# Exercise prompt
Count the lines below that contain the word "player" and give only that number.

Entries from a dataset
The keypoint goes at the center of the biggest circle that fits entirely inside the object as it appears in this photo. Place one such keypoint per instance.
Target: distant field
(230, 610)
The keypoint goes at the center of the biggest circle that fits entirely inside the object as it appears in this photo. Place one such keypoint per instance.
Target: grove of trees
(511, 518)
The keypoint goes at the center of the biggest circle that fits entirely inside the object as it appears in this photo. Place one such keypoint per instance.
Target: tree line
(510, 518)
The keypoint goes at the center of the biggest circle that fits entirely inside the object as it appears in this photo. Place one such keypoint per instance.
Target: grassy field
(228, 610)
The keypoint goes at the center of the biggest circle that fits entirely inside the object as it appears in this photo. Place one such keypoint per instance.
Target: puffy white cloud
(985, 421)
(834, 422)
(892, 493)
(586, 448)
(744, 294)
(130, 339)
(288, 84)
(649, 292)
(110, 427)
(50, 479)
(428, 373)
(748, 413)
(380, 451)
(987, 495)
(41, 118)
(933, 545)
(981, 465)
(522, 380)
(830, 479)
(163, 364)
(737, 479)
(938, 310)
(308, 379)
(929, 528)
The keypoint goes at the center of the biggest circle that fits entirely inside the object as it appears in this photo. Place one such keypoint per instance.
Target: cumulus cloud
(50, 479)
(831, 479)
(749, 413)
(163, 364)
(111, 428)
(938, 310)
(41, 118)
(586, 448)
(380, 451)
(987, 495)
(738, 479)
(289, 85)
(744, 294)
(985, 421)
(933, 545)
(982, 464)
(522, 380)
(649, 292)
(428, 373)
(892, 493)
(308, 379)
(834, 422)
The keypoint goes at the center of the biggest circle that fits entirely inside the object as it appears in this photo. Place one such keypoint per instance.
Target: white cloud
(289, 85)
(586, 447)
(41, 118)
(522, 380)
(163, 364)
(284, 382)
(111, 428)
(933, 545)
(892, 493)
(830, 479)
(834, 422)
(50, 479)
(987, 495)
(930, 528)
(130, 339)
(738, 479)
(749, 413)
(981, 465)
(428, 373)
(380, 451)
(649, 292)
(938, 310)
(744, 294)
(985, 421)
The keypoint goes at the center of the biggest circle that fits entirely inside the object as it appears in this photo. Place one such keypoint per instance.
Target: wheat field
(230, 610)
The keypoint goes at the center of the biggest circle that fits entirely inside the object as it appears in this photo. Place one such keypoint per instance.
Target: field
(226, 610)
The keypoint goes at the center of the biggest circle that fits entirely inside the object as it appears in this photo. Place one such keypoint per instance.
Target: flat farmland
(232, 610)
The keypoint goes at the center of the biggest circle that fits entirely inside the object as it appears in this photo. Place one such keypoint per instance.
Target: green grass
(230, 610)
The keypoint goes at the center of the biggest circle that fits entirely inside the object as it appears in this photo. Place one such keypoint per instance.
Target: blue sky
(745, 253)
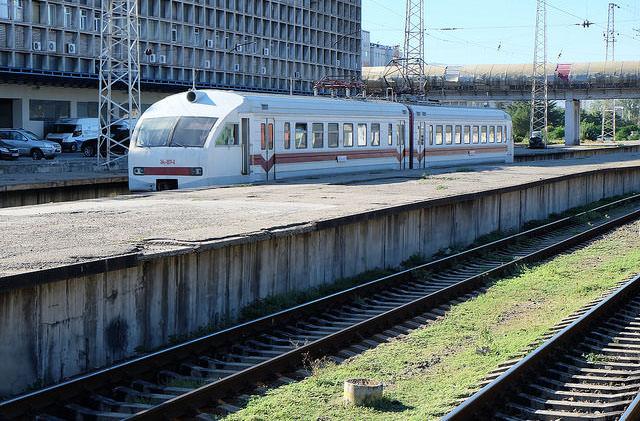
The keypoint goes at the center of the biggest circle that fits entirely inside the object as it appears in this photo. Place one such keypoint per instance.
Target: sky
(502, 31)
==
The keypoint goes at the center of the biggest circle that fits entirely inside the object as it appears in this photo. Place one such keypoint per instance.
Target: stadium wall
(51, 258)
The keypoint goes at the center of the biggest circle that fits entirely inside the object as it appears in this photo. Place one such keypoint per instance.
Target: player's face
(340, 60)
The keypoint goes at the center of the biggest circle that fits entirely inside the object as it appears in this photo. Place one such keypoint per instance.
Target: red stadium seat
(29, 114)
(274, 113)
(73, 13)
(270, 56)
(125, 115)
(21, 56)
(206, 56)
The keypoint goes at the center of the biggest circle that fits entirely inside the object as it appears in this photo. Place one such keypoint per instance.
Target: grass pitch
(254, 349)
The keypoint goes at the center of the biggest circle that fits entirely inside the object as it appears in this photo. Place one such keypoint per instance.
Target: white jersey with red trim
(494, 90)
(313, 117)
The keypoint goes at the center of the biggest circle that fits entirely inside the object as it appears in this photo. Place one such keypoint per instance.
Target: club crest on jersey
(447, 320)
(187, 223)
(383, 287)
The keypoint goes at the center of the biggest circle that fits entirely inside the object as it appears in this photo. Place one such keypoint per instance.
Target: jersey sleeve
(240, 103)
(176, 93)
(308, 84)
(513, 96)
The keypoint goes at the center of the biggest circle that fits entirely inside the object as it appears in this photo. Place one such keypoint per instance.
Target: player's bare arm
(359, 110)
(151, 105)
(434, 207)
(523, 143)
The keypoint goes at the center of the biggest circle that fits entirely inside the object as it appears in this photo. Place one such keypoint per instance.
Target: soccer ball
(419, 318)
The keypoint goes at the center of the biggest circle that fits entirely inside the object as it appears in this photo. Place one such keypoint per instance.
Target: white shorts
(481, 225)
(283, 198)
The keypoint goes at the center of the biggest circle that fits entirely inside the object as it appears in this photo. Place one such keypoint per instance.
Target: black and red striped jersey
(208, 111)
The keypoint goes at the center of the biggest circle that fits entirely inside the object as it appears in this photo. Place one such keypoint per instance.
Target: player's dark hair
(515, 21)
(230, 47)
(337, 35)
---
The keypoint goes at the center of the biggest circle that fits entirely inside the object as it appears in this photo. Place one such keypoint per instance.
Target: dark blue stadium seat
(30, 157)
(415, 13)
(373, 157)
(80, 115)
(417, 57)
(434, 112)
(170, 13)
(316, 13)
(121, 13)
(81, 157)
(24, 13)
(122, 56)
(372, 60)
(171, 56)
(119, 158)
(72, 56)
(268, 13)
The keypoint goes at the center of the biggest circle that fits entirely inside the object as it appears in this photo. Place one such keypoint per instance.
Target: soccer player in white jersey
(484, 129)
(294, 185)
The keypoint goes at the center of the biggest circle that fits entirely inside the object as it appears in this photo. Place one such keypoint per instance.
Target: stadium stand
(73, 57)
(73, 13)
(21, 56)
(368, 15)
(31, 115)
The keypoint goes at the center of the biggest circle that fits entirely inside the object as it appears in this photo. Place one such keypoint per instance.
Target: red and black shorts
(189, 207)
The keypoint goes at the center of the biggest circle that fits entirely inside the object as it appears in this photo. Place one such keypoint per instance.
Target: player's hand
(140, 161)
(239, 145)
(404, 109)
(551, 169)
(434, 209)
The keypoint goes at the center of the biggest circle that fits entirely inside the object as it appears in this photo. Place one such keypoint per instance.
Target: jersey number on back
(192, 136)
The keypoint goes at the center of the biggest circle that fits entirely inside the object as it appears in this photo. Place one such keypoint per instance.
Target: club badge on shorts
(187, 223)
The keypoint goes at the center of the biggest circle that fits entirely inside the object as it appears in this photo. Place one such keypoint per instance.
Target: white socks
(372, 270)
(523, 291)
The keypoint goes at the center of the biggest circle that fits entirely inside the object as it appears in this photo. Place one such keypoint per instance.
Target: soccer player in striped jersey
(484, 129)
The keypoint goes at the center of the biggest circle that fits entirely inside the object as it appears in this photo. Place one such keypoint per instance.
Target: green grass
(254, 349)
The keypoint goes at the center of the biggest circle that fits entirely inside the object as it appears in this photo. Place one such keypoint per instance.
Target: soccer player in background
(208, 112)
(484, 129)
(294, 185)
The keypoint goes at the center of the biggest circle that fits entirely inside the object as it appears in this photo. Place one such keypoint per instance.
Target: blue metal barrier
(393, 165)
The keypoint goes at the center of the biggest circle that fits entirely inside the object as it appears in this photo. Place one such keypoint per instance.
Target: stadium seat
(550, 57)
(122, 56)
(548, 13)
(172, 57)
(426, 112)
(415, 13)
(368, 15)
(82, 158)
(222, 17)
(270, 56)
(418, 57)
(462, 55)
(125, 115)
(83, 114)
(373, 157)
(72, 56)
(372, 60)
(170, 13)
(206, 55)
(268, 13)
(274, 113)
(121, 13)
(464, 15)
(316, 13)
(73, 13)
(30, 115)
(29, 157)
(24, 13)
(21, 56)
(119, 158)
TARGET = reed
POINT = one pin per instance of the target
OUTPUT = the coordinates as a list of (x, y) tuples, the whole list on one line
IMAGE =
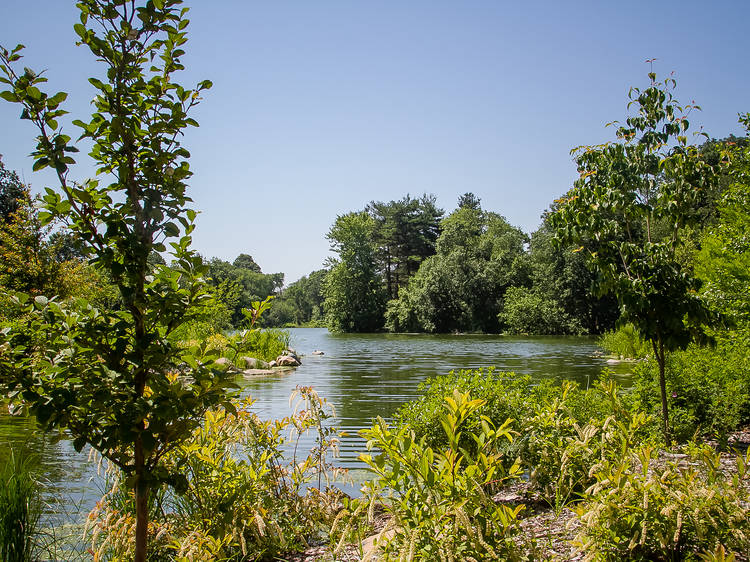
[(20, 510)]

# Solution
7